[Recorded data]

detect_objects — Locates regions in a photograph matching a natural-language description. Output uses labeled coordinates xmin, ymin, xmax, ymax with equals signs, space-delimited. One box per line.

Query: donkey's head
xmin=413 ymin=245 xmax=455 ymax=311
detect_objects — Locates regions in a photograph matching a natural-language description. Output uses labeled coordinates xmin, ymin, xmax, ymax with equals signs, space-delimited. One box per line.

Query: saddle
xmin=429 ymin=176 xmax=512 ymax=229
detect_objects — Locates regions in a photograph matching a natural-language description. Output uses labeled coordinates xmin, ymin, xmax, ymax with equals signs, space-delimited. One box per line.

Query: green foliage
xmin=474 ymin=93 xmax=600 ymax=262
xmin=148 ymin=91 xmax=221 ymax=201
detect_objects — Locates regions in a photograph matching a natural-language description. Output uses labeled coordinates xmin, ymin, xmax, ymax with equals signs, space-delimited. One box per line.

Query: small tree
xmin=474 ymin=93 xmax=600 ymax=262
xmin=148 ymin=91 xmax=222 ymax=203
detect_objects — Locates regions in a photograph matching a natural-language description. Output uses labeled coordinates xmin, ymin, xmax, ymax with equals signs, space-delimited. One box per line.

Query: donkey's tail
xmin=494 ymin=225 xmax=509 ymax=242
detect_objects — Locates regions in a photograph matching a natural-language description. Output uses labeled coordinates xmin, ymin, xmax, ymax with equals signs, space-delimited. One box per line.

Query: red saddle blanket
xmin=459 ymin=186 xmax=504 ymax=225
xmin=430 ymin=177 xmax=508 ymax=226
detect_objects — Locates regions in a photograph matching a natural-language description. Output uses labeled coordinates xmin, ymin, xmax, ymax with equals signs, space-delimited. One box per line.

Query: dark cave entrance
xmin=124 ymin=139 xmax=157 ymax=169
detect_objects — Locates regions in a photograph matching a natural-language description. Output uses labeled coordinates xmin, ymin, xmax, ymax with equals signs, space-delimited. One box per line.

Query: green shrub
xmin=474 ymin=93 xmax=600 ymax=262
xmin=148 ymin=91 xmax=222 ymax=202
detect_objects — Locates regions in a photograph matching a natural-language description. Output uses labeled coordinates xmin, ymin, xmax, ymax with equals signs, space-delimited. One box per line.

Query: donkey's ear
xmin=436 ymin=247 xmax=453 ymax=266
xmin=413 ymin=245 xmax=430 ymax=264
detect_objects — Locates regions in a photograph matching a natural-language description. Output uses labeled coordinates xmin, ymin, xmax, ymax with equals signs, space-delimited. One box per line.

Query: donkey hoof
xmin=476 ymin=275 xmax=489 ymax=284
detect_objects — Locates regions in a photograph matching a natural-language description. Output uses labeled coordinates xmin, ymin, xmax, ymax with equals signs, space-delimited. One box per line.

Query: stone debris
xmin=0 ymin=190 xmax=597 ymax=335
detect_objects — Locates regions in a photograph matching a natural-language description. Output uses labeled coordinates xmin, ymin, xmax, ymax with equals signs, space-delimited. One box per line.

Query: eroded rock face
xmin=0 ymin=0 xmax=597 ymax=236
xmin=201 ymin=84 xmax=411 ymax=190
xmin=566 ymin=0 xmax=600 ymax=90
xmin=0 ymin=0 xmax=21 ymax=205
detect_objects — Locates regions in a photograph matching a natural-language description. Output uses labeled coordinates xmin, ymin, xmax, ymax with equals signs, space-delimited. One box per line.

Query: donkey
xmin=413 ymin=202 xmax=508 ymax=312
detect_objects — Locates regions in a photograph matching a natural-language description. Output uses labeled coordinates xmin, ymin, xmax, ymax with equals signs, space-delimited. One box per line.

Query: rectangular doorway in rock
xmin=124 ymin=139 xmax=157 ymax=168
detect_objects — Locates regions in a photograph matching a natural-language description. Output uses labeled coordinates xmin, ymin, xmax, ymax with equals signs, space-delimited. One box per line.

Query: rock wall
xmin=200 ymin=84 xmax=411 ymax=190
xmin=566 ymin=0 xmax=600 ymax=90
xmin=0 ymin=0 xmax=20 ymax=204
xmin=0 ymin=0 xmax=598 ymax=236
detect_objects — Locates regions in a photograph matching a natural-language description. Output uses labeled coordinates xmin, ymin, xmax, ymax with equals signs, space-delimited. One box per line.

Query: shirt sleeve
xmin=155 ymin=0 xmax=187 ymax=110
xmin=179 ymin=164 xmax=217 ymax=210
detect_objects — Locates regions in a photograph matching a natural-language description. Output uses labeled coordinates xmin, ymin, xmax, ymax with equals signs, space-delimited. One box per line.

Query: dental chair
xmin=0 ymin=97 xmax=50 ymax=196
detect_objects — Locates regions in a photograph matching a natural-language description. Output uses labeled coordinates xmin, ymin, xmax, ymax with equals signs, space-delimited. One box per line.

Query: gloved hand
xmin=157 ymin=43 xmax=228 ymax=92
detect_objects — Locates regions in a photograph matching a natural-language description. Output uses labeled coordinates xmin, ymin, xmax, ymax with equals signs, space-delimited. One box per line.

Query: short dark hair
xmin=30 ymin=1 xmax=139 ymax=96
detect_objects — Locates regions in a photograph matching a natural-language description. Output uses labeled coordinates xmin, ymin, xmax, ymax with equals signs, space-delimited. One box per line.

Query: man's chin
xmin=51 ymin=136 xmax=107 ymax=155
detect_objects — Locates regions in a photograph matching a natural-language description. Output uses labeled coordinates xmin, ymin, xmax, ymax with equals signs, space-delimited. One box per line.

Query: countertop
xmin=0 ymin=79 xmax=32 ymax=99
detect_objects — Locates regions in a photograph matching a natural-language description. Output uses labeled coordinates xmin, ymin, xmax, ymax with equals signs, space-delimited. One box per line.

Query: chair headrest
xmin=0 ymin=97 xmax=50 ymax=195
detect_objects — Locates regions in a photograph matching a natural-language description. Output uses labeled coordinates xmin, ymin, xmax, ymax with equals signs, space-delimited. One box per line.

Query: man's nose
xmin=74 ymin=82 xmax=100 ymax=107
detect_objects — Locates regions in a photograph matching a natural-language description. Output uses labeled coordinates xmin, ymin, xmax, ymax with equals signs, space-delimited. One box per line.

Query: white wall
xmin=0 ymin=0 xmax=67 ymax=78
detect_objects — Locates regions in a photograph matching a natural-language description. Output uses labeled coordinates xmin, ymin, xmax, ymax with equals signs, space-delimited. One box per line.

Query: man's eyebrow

TASK OBJECTIVE: Output every line above without altering anything.

PROBLEM SOLUTION:
detect_objects — Locates regions in a photograph matching a natural-language description. Output uses labeled coordinates xmin, ymin, xmax, ymax with equals signs, space-delimited. One box per line.

Query: donkey's head
xmin=413 ymin=245 xmax=455 ymax=311
detect_objects — Locates regions in a photograph matching a natural-language description. Output uses labeled coordinates xmin, ymin, xmax, ymax with equals signs, space-delimited. One box per line.

Query: saddle
xmin=429 ymin=176 xmax=512 ymax=229
detect_objects — Locates regions in a photograph matching a natural-language description. Output uses labeled coordinates xmin, ymin, xmax, ymax with equals signs, space-delimited. One box per line.

Query: green foliage
xmin=474 ymin=93 xmax=600 ymax=262
xmin=148 ymin=91 xmax=221 ymax=201
detect_objects — Locates regions in a photograph matching a natural-language description. Output uses labeled coordinates xmin, ymin, xmax, ymax with equals signs, space-delimited. One box per line.

Query: small tree
xmin=474 ymin=93 xmax=600 ymax=262
xmin=148 ymin=91 xmax=222 ymax=203
detect_objects — Locates regions in a photograph matching a natural-language description. Output uses labeled coordinates xmin, ymin, xmax, ymax with equals signs, space-delimited. One box per line.

Query: donkey's tail
xmin=494 ymin=225 xmax=509 ymax=242
detect_objects — Locates regions in a photograph matching a natural-language description. Output uses labeled coordinates xmin, ymin, xmax, ymax with equals signs, space-delimited. One box per line.

Query: red saddle blanket
xmin=459 ymin=186 xmax=504 ymax=225
xmin=430 ymin=177 xmax=508 ymax=226
detect_objects — Locates regions in a photograph matching a natural-language description. Output uses labeled coordinates xmin, ymin, xmax, ymax with equals signs, space-delimited. One box per line.

Query: dark cave entrance
xmin=124 ymin=139 xmax=157 ymax=169
detect_objects — Locates regions in a photograph matching a natural-language description. Output uses labeled coordinates xmin, ymin, xmax, ymax with equals signs, space-delimited. One box per line.

Query: green shrub
xmin=474 ymin=93 xmax=600 ymax=262
xmin=148 ymin=91 xmax=222 ymax=202
detect_objects — Locates regions in a photograph matching a natural-language description. Output uses labeled coordinates xmin, ymin, xmax, ymax with equals signs, space-delimited. One box per line.

Query: donkey's ear
xmin=436 ymin=247 xmax=453 ymax=266
xmin=413 ymin=245 xmax=430 ymax=264
detect_objects — Locates regions in a photograph matching a natural-language description. Output uses labeled coordinates xmin, ymin, xmax, ymax with equals signs, space-delimited. One box per line.

Query: donkey hoof
xmin=476 ymin=275 xmax=489 ymax=284
detect_objects — Locates regions in a photograph matching a natural-language description. Output uses labeled coordinates xmin, ymin, xmax, ymax with equals signs, space-delimited. One box per line.

Query: stone debris
xmin=0 ymin=190 xmax=597 ymax=335
detect_objects — Locates regions in a photograph matching a natural-language description. Output uses labeled coordinates xmin, ymin, xmax, ymax with equals signs, space-delimited. One box per line.

Query: eroded rock face
xmin=0 ymin=0 xmax=597 ymax=236
xmin=201 ymin=84 xmax=411 ymax=190
xmin=566 ymin=0 xmax=600 ymax=90
xmin=0 ymin=0 xmax=21 ymax=205
detect_objects — Locates regions in a photograph matching a natural-language description. Output uses labeled coordinates xmin, ymin, xmax, ymax with equals signs, space-delimited. One box per line.

Query: donkey
xmin=413 ymin=202 xmax=508 ymax=312
detect_objects — Locates regions in a photograph matching a natural-language description. Output uses labeled coordinates xmin, ymin, xmax, ymax with equals signs, space-delimited. One box per line.

Query: rectangular doorway in rock
xmin=124 ymin=139 xmax=157 ymax=168
detect_objects — Locates regions in a photograph matching a natural-language description. Output uses labeled coordinates xmin, ymin, xmax, ymax with equals signs, space-delimited. One box per line.

Query: rock wall
xmin=200 ymin=84 xmax=411 ymax=190
xmin=566 ymin=0 xmax=600 ymax=90
xmin=0 ymin=0 xmax=20 ymax=204
xmin=0 ymin=0 xmax=598 ymax=236
detect_objects — Locates regions in a photograph matching a natural-language description. Output uses labeled coordinates xmin, ymin, xmax, ymax with equals signs, space-delimited. One box per line.

Query: shirt sleeve
xmin=155 ymin=0 xmax=187 ymax=110
xmin=179 ymin=164 xmax=217 ymax=210
detect_objects — Locates regions in a photograph matching a natural-language description. Output uses labeled coordinates xmin, ymin, xmax, ymax with equals signs, space-delimited. One box per line.

Query: dental chair
xmin=0 ymin=97 xmax=50 ymax=196
detect_objects — Locates regions in a photograph matching a natural-language description. Output uses labeled coordinates xmin, ymin, xmax, ymax with equals signs, space-delimited. One box per line.

Query: gloved hand
xmin=157 ymin=43 xmax=228 ymax=92
detect_objects — Locates regions in a photograph matching a natural-language description. Output uses labeled coordinates xmin, ymin, xmax, ymax with equals signs, space-delimited. One box per line.

Query: short dark hair
xmin=30 ymin=1 xmax=139 ymax=96
detect_objects — Locates regions in a photograph matching a natural-language description. Output uses labeled coordinates xmin, ymin, xmax, ymax with equals signs, space-delimited. One box per line.

Query: man's chin
xmin=51 ymin=136 xmax=107 ymax=155
detect_objects — Locates regions in a photograph matching a natural-language description. Output uses labeled coordinates xmin, ymin, xmax, ymax with equals signs, space-delimited. One box per line.

Query: countertop
xmin=0 ymin=79 xmax=32 ymax=99
detect_objects — Locates regions in a photograph matching a natural-language description. Output uses labeled coordinates xmin, ymin, xmax, ymax with equals signs, space-delimited. One box per line.

Query: chair headrest
xmin=0 ymin=97 xmax=50 ymax=195
detect_objects — Locates regions in a photograph matching a natural-language description. Output uses labeled coordinates xmin, ymin, xmax, ymax with equals signs, space-delimited. One box per line.

Query: man's nose
xmin=74 ymin=82 xmax=100 ymax=107
detect_objects — Locates regions in a photograph matching a natural-language description. Output uses labeled coordinates xmin, ymin, xmax, ymax with equals signs, space-delimited. One box per line.

Query: white wall
xmin=0 ymin=0 xmax=67 ymax=78
detect_objects — Locates regions in a photograph matching a natural-language description. Output uses labeled coordinates xmin, ymin, xmax, ymax with equals signs, space-delimited. One box per line.

Query: man's eyebrow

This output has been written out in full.